■ **STORED DATA**
§ §
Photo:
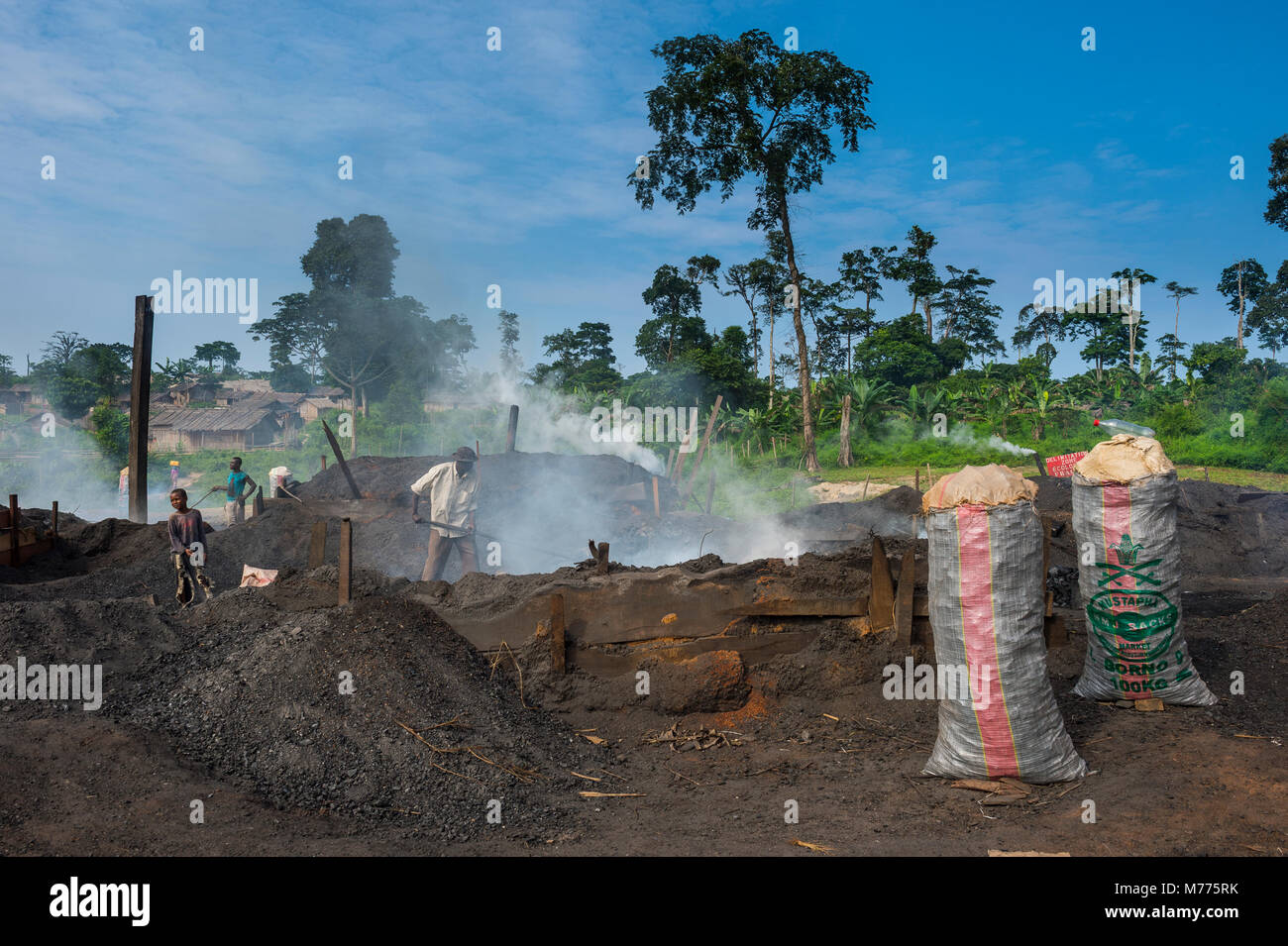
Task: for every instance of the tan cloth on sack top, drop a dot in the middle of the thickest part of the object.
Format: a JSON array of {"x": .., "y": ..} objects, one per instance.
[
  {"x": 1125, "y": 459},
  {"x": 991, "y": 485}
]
§ §
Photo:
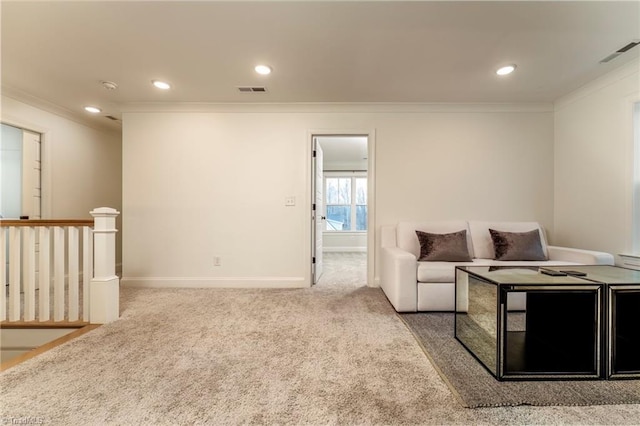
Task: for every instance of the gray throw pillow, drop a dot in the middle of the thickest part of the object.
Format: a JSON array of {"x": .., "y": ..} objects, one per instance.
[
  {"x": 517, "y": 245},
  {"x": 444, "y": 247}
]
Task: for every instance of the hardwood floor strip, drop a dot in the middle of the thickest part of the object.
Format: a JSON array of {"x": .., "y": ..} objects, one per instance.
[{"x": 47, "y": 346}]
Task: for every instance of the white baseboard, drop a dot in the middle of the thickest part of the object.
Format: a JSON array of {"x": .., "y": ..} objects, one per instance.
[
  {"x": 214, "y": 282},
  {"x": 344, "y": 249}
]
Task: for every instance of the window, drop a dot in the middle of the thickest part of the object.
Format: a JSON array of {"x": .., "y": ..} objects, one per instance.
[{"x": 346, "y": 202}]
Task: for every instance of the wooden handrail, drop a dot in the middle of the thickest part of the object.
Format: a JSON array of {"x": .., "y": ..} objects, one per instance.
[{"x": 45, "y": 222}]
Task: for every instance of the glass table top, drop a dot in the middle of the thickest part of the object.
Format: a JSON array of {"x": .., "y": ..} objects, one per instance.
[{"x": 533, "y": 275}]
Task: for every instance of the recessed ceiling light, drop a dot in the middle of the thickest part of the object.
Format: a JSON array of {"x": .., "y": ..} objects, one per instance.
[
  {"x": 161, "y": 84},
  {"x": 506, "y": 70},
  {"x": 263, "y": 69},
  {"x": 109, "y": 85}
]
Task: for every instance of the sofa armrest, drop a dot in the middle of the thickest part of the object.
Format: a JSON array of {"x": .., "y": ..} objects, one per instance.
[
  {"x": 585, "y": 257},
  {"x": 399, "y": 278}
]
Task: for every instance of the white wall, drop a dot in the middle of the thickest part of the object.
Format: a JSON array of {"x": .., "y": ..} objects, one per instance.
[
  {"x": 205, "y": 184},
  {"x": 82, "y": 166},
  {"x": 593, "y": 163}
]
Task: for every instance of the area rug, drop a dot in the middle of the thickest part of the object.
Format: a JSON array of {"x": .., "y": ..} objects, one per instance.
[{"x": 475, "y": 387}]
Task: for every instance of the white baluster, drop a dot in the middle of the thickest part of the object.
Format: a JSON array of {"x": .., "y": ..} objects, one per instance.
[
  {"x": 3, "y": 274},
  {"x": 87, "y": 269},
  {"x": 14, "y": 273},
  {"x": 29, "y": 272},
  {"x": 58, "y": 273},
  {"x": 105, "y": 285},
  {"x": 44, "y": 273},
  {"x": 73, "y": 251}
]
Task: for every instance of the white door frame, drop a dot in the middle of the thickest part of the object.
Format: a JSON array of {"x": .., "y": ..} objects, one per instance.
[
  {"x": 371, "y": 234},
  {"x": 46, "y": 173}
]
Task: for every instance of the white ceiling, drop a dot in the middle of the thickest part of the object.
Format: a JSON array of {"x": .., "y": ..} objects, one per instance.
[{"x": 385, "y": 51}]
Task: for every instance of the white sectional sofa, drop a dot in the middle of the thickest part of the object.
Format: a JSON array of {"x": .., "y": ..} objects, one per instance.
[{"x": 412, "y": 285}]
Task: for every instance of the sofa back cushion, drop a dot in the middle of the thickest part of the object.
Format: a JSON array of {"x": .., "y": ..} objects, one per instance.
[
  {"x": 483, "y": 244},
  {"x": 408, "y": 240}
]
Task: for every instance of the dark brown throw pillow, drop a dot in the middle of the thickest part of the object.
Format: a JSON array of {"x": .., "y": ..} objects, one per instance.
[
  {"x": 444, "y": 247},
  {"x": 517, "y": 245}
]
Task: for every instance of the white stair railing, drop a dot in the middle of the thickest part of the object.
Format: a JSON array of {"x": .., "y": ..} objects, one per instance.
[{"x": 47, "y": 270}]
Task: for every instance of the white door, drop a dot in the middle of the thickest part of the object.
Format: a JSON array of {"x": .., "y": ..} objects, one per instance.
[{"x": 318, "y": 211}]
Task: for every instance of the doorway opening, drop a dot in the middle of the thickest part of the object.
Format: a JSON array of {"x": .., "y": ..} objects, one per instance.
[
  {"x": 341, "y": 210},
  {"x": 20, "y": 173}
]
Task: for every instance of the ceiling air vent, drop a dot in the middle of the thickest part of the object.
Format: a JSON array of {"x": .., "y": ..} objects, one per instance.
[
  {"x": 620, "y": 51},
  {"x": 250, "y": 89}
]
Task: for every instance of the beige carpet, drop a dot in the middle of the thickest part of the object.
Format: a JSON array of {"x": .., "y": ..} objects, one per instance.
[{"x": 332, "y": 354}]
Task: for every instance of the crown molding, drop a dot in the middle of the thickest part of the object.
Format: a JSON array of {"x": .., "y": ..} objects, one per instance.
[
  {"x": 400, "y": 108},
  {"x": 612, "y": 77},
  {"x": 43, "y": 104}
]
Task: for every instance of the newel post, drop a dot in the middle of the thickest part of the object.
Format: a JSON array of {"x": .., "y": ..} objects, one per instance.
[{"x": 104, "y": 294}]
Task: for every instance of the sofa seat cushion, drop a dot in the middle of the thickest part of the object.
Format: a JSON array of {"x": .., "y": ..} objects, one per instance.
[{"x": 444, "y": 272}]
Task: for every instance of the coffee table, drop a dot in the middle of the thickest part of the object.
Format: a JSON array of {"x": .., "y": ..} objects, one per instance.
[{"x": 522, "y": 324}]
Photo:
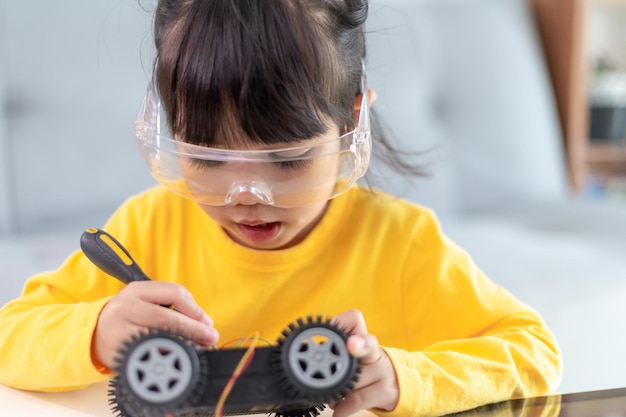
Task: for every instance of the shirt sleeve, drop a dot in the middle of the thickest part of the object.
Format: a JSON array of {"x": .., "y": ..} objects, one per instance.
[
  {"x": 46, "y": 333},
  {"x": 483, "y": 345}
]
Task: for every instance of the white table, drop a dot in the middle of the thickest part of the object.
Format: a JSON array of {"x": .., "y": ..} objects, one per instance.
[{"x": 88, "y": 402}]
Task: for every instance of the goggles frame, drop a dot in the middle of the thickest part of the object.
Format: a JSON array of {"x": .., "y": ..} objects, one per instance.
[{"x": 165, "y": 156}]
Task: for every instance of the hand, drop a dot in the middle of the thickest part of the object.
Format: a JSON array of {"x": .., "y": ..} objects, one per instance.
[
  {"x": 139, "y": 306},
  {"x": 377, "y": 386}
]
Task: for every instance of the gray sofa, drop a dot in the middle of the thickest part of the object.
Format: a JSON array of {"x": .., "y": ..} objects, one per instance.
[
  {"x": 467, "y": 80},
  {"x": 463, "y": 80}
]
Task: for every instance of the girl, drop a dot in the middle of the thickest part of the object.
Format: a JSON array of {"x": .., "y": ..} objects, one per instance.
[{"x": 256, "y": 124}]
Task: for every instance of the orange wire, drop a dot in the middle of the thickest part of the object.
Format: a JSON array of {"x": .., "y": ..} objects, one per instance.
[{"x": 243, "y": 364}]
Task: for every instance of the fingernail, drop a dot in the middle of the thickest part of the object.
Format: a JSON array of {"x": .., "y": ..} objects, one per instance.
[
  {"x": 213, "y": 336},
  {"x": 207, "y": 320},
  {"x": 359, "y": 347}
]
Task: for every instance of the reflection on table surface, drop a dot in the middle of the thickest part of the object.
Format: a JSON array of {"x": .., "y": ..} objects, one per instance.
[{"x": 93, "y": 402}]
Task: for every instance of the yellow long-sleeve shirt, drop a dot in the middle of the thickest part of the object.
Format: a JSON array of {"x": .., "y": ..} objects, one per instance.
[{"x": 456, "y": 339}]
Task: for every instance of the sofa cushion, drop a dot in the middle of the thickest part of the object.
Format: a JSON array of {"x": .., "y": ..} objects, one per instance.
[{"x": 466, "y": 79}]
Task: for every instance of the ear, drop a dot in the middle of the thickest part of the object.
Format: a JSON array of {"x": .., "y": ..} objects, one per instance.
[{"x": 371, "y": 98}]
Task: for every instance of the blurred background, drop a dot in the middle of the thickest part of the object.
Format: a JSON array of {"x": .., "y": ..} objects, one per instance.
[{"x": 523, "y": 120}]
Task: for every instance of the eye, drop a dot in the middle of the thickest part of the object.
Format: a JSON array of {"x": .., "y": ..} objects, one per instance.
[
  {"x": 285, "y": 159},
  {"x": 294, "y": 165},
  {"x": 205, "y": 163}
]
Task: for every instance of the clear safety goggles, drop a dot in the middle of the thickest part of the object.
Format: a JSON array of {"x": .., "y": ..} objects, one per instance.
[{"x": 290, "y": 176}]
§ §
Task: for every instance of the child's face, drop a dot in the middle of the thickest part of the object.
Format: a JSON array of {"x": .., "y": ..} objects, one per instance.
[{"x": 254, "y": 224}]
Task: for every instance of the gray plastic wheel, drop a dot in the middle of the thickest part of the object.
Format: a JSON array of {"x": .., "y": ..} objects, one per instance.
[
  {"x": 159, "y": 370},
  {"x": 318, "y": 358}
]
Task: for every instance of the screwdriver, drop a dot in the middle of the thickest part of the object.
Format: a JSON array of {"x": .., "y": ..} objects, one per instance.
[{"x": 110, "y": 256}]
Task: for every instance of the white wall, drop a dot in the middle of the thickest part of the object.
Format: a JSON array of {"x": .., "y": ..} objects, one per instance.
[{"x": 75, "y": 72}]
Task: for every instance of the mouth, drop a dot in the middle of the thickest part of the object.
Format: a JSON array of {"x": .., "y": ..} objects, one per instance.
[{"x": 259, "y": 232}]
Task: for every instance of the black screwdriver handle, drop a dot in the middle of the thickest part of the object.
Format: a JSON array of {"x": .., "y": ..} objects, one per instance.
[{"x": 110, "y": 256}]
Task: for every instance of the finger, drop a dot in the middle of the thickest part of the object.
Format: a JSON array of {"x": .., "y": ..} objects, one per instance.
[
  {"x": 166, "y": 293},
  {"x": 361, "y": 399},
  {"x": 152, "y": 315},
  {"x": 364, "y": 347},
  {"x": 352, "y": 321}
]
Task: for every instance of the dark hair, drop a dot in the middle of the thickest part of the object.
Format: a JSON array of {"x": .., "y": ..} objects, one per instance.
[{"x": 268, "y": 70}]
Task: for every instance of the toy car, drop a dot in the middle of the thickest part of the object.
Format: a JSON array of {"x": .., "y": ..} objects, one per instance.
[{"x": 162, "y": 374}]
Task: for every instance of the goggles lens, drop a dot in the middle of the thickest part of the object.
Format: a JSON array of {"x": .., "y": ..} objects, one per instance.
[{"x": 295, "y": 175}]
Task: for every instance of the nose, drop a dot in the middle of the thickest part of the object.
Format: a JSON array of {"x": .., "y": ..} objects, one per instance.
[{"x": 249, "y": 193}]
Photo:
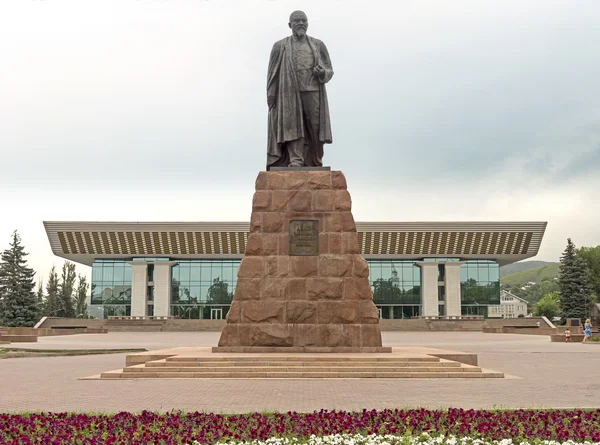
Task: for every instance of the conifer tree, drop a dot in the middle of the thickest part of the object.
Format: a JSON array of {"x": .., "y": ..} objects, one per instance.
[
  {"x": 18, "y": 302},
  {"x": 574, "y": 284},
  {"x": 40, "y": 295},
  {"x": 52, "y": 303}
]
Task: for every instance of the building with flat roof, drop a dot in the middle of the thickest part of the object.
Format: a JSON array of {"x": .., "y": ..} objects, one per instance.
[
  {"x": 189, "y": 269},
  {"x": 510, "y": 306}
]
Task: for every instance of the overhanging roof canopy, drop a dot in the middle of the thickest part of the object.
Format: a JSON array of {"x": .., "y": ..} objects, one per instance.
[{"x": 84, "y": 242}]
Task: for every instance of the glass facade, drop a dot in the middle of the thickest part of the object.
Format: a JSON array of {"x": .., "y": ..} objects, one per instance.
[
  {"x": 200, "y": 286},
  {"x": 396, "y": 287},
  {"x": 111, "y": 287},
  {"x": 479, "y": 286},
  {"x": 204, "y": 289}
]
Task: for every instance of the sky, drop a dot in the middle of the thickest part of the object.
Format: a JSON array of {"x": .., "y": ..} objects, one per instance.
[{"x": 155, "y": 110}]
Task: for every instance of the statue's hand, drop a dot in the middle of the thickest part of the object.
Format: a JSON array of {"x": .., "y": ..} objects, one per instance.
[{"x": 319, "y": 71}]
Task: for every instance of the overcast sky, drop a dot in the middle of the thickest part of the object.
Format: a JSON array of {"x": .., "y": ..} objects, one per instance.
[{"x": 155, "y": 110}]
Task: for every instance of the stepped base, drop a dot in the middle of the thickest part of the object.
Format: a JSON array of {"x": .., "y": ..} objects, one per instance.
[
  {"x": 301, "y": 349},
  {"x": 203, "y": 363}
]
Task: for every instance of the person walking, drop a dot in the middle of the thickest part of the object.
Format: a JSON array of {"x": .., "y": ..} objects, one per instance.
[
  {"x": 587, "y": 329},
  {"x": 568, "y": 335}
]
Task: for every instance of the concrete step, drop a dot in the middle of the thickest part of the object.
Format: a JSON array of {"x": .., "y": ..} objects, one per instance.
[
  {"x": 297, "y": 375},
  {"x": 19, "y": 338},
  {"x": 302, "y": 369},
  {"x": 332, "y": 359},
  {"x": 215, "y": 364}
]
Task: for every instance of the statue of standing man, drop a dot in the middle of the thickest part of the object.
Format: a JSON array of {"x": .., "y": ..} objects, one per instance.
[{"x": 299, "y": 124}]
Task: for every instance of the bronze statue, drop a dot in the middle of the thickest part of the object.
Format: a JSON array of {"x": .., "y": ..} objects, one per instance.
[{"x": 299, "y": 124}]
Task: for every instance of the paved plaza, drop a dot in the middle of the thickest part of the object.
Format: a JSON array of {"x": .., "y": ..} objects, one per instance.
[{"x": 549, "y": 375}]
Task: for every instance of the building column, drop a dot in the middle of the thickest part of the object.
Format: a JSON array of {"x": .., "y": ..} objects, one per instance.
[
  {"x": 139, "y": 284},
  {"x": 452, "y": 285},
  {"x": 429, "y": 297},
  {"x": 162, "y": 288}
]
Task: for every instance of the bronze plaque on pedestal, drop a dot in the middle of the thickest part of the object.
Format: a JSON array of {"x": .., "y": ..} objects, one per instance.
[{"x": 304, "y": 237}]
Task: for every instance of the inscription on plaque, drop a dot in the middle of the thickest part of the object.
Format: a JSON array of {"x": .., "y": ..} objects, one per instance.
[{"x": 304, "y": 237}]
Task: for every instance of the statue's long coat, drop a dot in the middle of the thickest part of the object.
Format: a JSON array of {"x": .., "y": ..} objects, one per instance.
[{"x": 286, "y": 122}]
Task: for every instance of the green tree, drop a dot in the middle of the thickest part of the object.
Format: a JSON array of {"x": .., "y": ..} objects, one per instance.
§ §
Please locate each line in the records above that contains the word "frame" and copy those lines out in full.

■ **EXERCISE RESPONSE**
Task: for every instance of the white door frame, drop a dot in the middle of the thickest part of the object.
Task: for every instance of the goggles frame, drop a dot in the middle of the thickest part of the object.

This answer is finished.